§ Document excerpt:
-------

= Northern Ireland at the FIFA World Cup =

International football delegation

The Northern Ireland national football team have appeared in the FIFA World Cup on three occasions.

Their best World Cup performance was in their first appearance in the finals, the 1958 World Cup, where they reached the quarter-finals after beating Czechoslovakia 2–1 in the play-off. They were knocked out by France, losing 4–0. In the 1958 competition Northern Ireland became the least populous country to have qualified for the World Cup, a record that stood until Trinidad & Tobago qualified for the 2006 World Cup. Northern Ireland remains, however, the least populous country to have qualified for more than one World Cup finals tournament, to win a World Cup finals match, to have scored at a World Cup finals, and to have progressed from the first round of the World Cup finals.

Captain of the national side at the 1958 World Cup was Danny Blanchflower, who also captained Tottenham Hotspur in the English league and was twice footballer of the year in England. His younger brother Jackie was also a key member of the national team, and won two league titles in England with Manchester United, until his career was ended by injuries suffered in the Munich air disaster of February 1958.

Despite the presence of world class forward George Best, another Manchester United player, for most of the 1960s and into the 1970s, Northern Ireland failed to qualify for any major tournaments during this time.

-------

§ Requirement a: According to the World Cup article, who captained Northern Ireland at the 1958 World Cup?
These records are unrelated to the World Cup article above.

§ Records for processing:
-------

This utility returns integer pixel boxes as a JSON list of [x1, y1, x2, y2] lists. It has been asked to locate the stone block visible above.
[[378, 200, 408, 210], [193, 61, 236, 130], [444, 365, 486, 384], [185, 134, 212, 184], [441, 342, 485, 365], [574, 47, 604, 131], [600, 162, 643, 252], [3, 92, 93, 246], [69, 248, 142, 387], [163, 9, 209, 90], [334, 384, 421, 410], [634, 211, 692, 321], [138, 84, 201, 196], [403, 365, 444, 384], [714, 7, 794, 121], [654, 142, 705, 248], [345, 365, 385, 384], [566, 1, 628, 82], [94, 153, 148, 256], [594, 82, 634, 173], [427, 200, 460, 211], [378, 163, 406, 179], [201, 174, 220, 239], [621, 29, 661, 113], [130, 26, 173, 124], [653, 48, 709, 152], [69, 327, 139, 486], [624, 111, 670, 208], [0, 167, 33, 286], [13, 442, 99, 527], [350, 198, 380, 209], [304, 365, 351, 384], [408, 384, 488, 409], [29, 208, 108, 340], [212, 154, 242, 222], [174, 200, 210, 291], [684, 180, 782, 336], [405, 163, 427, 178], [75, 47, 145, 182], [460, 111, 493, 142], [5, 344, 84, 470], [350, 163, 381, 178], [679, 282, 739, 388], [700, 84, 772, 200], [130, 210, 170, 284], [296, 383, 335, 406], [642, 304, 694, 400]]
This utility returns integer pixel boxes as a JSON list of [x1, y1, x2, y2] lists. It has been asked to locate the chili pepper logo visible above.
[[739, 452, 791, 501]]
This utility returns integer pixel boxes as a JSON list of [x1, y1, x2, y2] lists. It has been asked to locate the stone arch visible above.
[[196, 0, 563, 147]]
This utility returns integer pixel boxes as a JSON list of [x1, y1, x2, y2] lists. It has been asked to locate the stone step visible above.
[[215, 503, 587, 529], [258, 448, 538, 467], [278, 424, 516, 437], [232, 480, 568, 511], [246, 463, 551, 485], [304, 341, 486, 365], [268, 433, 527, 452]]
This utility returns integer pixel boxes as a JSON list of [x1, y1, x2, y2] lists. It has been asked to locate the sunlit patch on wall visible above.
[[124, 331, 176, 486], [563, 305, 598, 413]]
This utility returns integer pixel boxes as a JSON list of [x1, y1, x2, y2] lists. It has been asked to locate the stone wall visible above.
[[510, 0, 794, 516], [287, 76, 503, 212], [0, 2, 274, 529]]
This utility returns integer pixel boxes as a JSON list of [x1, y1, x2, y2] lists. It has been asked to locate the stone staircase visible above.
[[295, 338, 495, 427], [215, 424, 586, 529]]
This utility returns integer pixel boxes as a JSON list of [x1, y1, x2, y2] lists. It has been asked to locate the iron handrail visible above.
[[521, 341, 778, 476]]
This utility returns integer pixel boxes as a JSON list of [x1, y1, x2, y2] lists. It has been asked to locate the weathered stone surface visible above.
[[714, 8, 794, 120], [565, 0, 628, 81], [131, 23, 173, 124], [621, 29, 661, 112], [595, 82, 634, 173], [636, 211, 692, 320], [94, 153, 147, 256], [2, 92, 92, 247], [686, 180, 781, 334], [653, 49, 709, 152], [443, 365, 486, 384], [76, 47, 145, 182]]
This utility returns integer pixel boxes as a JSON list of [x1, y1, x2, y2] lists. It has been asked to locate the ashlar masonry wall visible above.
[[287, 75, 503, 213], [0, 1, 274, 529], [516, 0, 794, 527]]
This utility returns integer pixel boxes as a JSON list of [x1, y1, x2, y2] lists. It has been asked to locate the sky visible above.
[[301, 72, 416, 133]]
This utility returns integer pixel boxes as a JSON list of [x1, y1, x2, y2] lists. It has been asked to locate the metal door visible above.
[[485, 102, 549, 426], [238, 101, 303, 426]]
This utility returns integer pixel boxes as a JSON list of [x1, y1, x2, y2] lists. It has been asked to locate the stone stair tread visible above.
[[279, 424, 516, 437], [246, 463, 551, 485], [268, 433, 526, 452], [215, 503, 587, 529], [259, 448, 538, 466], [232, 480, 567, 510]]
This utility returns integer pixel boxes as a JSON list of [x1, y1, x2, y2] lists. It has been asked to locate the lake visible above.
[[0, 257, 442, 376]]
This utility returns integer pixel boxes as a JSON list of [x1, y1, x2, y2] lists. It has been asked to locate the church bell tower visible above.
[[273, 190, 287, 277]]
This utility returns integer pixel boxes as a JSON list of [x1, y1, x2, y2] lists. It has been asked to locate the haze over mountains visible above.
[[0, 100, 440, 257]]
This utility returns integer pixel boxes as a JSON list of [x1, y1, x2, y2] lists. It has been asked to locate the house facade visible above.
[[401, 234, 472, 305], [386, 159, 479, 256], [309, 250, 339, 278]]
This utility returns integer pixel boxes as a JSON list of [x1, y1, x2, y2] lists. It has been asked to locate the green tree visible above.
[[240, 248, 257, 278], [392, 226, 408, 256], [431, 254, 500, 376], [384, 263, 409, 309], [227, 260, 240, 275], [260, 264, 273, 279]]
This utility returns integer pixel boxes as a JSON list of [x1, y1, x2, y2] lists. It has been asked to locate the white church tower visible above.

-------

§ Requirement b: Please rewrite the records from the line with "arch visible above." up to and including the line with "[[521, 341, 778, 476]]" as a two-column CSV with the columns request and boxes. Give one row for each record, with its text under request and its answer under boxes, each in a quoted field and with line breaks turned into spaces.

§ Solution a: Danny Blanchflower

§ Solution b:
request,boxes
"This utility returns integer pixel boxes as a JSON list of [x1, y1, x2, y2] lists. It has been asked to locate the stone arch visible above.","[[196, 0, 563, 147]]"
"This utility returns integer pixel boxes as a JSON list of [x1, y1, x2, y2] lists. It has been asked to locate the stone step visible above.","[[215, 503, 587, 529], [258, 448, 538, 467], [278, 424, 516, 437], [232, 480, 568, 511], [246, 463, 551, 485], [304, 341, 486, 365], [268, 433, 527, 452]]"
"This utility returns integer pixel boxes as a JSON list of [x1, y1, x2, y2] lists. It has been asked to locate the sunlit patch on wall visible above.","[[124, 331, 176, 486], [563, 305, 598, 413]]"
"This utility returns integer pixel boxes as a JSON list of [x1, y1, x2, y2] lists. It has been asked to locate the stone wall visible above.","[[510, 0, 794, 516], [287, 76, 503, 212], [0, 2, 274, 529]]"
"This utility returns integer pixel boxes as a JSON list of [x1, y1, x2, y2] lists. It has been asked to locate the stone staircase visible above.","[[295, 338, 495, 427], [215, 424, 586, 529]]"
"This utility returns integer pixel boxes as a JSON list of [x1, y1, x2, y2] lists. It has been asked to locate the iron handrail visible above.","[[521, 341, 778, 476]]"